Task details
This exercise asks for an exact copy of every entry below, with pictures omitted.
+ + + + + + +
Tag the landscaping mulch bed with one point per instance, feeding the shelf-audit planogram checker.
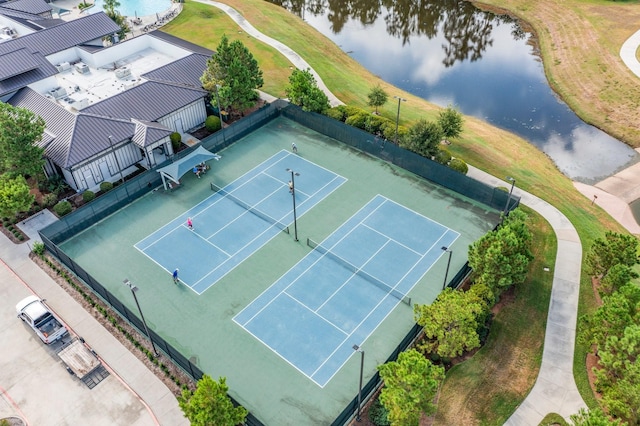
(174, 372)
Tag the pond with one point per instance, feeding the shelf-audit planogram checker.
(450, 53)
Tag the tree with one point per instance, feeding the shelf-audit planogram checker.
(303, 91)
(595, 417)
(110, 8)
(377, 97)
(619, 378)
(21, 130)
(450, 121)
(233, 75)
(410, 385)
(617, 276)
(618, 310)
(209, 404)
(501, 258)
(451, 322)
(14, 195)
(612, 250)
(423, 138)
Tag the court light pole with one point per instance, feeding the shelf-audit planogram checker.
(220, 113)
(398, 115)
(506, 206)
(293, 196)
(134, 289)
(117, 162)
(446, 272)
(358, 349)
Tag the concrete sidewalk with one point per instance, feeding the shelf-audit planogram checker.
(139, 384)
(555, 389)
(292, 56)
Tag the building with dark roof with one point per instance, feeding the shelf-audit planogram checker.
(108, 108)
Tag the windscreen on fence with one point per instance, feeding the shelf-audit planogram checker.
(386, 150)
(136, 187)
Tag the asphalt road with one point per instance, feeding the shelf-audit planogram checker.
(35, 385)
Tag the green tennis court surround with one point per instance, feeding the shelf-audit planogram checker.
(198, 331)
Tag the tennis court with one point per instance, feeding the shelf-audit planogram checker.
(345, 221)
(237, 220)
(339, 293)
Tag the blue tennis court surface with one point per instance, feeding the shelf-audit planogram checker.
(233, 223)
(342, 290)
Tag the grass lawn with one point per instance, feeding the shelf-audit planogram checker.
(493, 150)
(507, 365)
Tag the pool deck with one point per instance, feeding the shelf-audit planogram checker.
(136, 29)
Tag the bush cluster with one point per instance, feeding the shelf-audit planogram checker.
(16, 232)
(212, 123)
(49, 200)
(106, 186)
(362, 119)
(62, 208)
(39, 249)
(88, 196)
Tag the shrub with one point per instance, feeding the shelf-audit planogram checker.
(88, 196)
(212, 123)
(459, 165)
(377, 124)
(378, 414)
(349, 110)
(62, 208)
(443, 156)
(106, 186)
(176, 140)
(336, 113)
(49, 200)
(55, 184)
(359, 120)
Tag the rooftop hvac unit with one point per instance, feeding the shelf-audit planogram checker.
(63, 66)
(79, 103)
(82, 68)
(58, 92)
(73, 104)
(123, 72)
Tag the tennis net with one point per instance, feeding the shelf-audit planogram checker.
(249, 208)
(351, 267)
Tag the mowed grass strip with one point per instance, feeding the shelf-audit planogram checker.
(491, 149)
(488, 387)
(580, 43)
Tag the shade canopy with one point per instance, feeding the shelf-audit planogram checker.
(174, 171)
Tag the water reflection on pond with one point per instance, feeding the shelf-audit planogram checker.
(449, 52)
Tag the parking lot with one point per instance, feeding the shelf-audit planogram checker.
(34, 382)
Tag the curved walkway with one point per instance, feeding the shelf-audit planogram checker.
(628, 53)
(281, 47)
(555, 389)
(615, 193)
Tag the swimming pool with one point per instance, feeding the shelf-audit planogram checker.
(133, 8)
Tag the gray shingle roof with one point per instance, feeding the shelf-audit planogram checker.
(17, 62)
(186, 71)
(182, 43)
(72, 138)
(91, 137)
(148, 101)
(149, 132)
(24, 61)
(30, 6)
(64, 36)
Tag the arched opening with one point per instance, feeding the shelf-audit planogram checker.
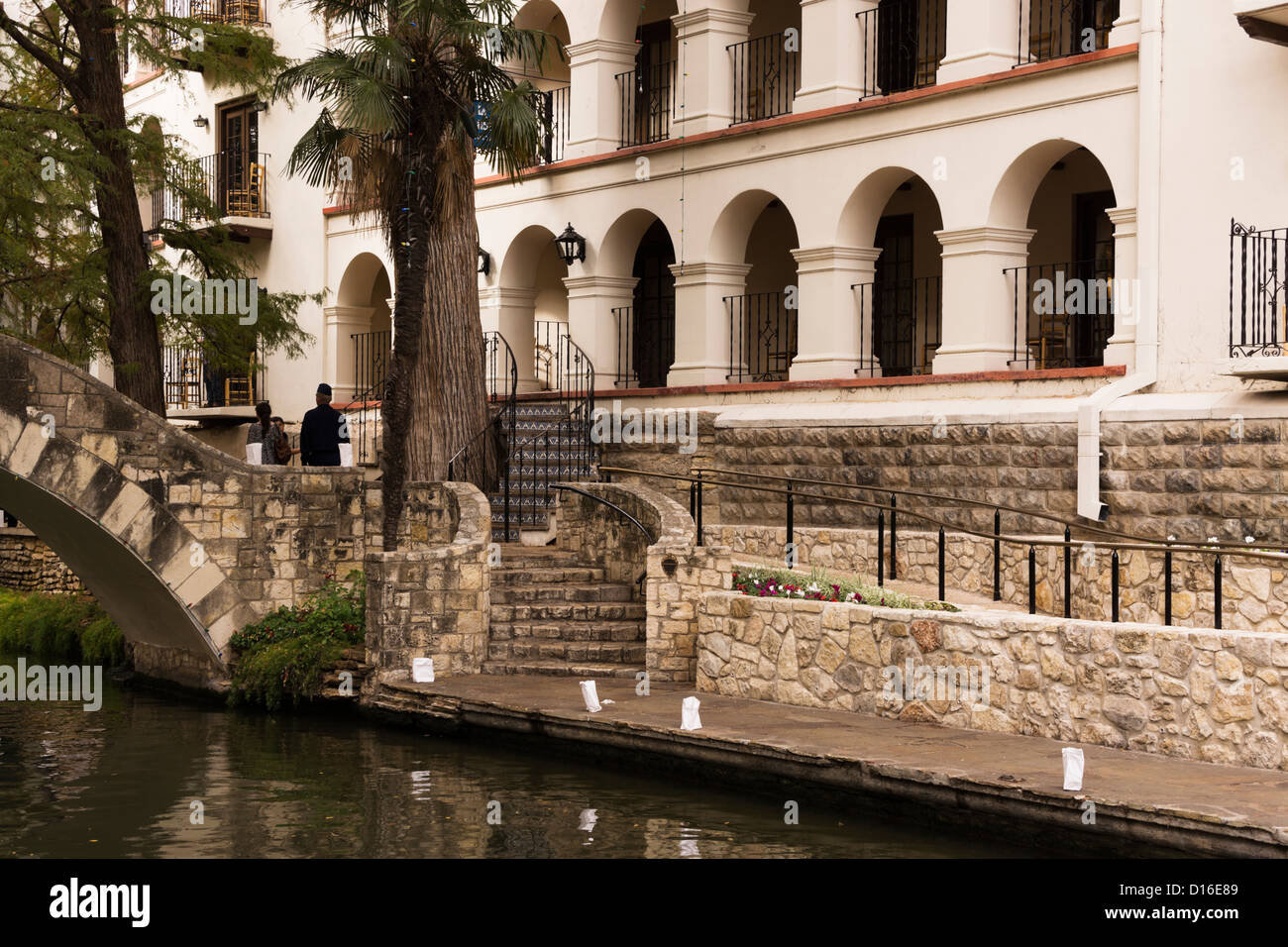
+ + + + + + +
Answer area
Tag the landscaping mulch bed with one point per instance, feeding the shelf-audit planogram checker.
(174, 372)
Tag the pond with one point per instance, feeding the shelf-audit planogram checker.
(450, 53)
Tag the tree with one point per instance, feeding the shelf-audit planogram checker.
(303, 91)
(595, 417)
(110, 8)
(377, 97)
(619, 378)
(21, 130)
(450, 121)
(233, 75)
(410, 385)
(617, 276)
(618, 310)
(209, 404)
(501, 258)
(451, 322)
(14, 195)
(612, 250)
(423, 138)
Tag the court light pole with one point per instance, feeding the shelf-audit planogram checker.
(220, 113)
(398, 115)
(506, 206)
(293, 196)
(134, 289)
(117, 162)
(446, 272)
(358, 349)
Tag the concrete sidewalk with one point per instance, feeding the shelf-audit planogram checker.
(139, 384)
(555, 389)
(292, 56)
Tag the building with dark roof with one point per instance, feeding the shelf-audit planogram checker.
(108, 108)
Tag the windscreen on fence with one point per instance, feeding the shelf-audit planogram checker.
(386, 150)
(136, 187)
Tag the asphalt road with one point per instance, feeding the shelf-audit planogram checker.
(35, 385)
Tag the green tennis court surround with one point per instance, feeding the shelf-audit planogram checker.
(198, 331)
Tag the tennis court with one point per instance, feeding the shelf-audit planogram checker.
(345, 221)
(237, 220)
(339, 293)
Tag the blue tennis court surface with one point per instance, feeding the shelf-audit planogram checker.
(233, 223)
(342, 290)
Tag the grass lawn with one point per instance, feeding the shelf-audit planogram checker.
(493, 150)
(507, 365)
Tag the pool deck with one point per instance, feeding the shelf-audit planogram checker.
(136, 29)
Tag the bush cluster with one point per instance, feeding the shelf-audit planogram checker.
(16, 232)
(212, 123)
(49, 200)
(106, 186)
(362, 119)
(62, 208)
(39, 249)
(88, 196)
Tag the shrub with one point per instance, feeding the shelf-audit planogram checker.
(88, 196)
(212, 123)
(459, 165)
(377, 124)
(378, 414)
(349, 110)
(62, 208)
(443, 156)
(106, 186)
(176, 140)
(336, 113)
(49, 200)
(55, 184)
(359, 120)
Tag the rooftop hvac unit with one point per instance, feeding the shelf-audit planogram checker.
(63, 66)
(79, 103)
(82, 68)
(58, 92)
(73, 104)
(123, 72)
Tag the tennis net with one point per instance, feeding the shelf-audit planogram checker.
(249, 208)
(351, 267)
Tag the mowed grass strip with one point per instance, feeding the shelf-audit planogram checker.
(491, 149)
(488, 387)
(580, 43)
Tag the shade canopy with one point per instance, feeding the shelf-audit planogram checker.
(174, 171)
Tag the water reflection on pond with one point per instance, feeding the shelf-audit planogram checker.
(449, 52)
Tag the parking lot with one point per instance, feeding the shelf-audit planogram checker.
(34, 382)
Tag the curved walkway with one point per instance, feeding the shelf-audit planogram checker.
(628, 53)
(281, 47)
(555, 389)
(615, 193)
Tag the swimming pool with one point per instance, feeding the shelf-audit planogram checker.
(133, 8)
Tag the gray shingle roof with one point per instance, feeding the shelf-audit planogram checker.
(17, 62)
(186, 71)
(182, 43)
(72, 138)
(91, 137)
(148, 101)
(149, 132)
(24, 61)
(30, 6)
(64, 36)
Tag the arched opening with one point per instance, feeding the shelf-audit planogram checker.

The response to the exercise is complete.